• **Problem**
The reply should reproduce every line of the data below word for word, minus any images.

[Stored data entries]
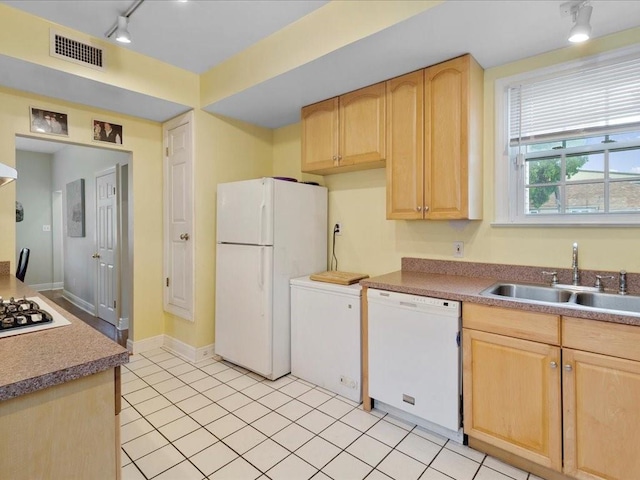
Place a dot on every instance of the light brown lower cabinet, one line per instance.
(512, 395)
(572, 408)
(68, 431)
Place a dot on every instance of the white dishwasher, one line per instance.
(414, 359)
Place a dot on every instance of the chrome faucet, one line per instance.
(574, 265)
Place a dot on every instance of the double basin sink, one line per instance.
(566, 295)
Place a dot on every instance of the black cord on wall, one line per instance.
(333, 249)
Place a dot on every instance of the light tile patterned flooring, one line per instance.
(213, 420)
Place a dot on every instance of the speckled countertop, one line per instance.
(463, 281)
(37, 360)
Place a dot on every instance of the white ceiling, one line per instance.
(198, 35)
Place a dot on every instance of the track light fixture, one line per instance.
(121, 26)
(580, 12)
(122, 33)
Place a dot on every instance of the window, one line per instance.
(569, 139)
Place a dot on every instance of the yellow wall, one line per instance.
(26, 37)
(371, 244)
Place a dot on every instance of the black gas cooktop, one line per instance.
(21, 313)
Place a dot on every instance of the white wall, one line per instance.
(70, 164)
(34, 192)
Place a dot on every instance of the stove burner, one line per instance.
(21, 313)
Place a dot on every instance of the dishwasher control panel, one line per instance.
(408, 300)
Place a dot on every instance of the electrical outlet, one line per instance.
(458, 249)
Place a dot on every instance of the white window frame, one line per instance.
(508, 200)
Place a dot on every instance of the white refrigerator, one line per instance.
(268, 232)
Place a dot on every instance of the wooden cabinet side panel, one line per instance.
(65, 431)
(319, 135)
(538, 327)
(446, 139)
(512, 396)
(601, 416)
(405, 149)
(362, 123)
(601, 337)
(364, 316)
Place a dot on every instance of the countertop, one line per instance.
(467, 288)
(36, 360)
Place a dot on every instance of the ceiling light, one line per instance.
(582, 29)
(120, 28)
(122, 34)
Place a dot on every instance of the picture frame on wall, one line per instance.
(48, 121)
(107, 132)
(75, 208)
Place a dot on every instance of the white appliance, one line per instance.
(325, 336)
(57, 320)
(414, 359)
(268, 231)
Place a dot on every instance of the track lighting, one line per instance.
(122, 34)
(580, 11)
(120, 28)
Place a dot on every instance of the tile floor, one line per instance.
(214, 420)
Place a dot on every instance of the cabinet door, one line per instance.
(405, 146)
(362, 123)
(512, 395)
(320, 135)
(601, 416)
(446, 139)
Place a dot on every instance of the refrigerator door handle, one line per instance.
(263, 211)
(261, 269)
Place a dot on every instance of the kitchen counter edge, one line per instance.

• **Answer**
Place a dot on every instance of the light brown lower cabinet, one line per instance.
(512, 395)
(572, 408)
(68, 431)
Place a dot on every instance of the white dishwasher, one line per instance.
(414, 359)
Place a dot on every instance of the chrome faucet, one line per instance.
(574, 265)
Place a dot on every instance of the double basin sink, one line per instance.
(566, 295)
Place a dot on every instance of the black cord on wall, one line per instance.
(333, 249)
Place a dot on every instance of the light tile patterned flooring, one line per instance.
(213, 420)
Place a dot on every instance of the speckled countertop, one line per instance.
(463, 281)
(37, 360)
Place a dot on every instance of the white ceiling, one line per instance.
(198, 35)
Place a dot on every instance of the track light fixture, one line per instance.
(121, 26)
(580, 12)
(122, 33)
Place a dot on every instance of the window, one line per instance.
(569, 139)
Place a dot on every instance of the yellow wall, one line per instance.
(26, 37)
(371, 244)
Place a dot on every instance of the black gas cooktop, one line per instance.
(21, 313)
Place a dot on every instance of the white wall, one line per instance.
(70, 164)
(34, 192)
Place a dot on every instance of the stove burner, one line per instance.
(21, 313)
Place a dot on every instance of the dishwasher control panel, one line per instance.
(408, 300)
Place a dot on every instance of the electrical outlet, one line per instance.
(458, 249)
Place a dot on every instance of the white window frame, one line per instance.
(508, 200)
Place a dot on every instance of the white refrigerator, one line per instance.
(268, 232)
Place a dot on every instance of the wooden cabinet side panel, one line per instance.
(65, 431)
(319, 135)
(538, 327)
(446, 139)
(512, 396)
(601, 416)
(405, 149)
(362, 123)
(601, 337)
(364, 316)
Place a dot on every instance of the countertop, one line per instance.
(467, 288)
(36, 360)
Place a dot on every instance of the ceiling light, one line per instance.
(582, 29)
(120, 28)
(122, 34)
Place a dot on every instance of the picture frame on wall, one line per instance.
(48, 121)
(107, 132)
(75, 208)
Place a dot on every instance of the white appliance, one line per instance.
(325, 336)
(57, 320)
(414, 359)
(268, 231)
Place a dot on every instance of the track lighting, one line per instance.
(122, 34)
(580, 11)
(120, 28)
Place a dot on every instance of the tile floor, one line per instance.
(214, 420)
Place a dot on every instance of the cabinet door, one line per instance.
(405, 146)
(362, 123)
(512, 395)
(320, 135)
(601, 416)
(446, 139)
Place a dot on every instance of the refrigerator door handle, one line per instance.
(263, 211)
(261, 269)
Place a dot on every instance of the kitchen counter edge, one line per instance.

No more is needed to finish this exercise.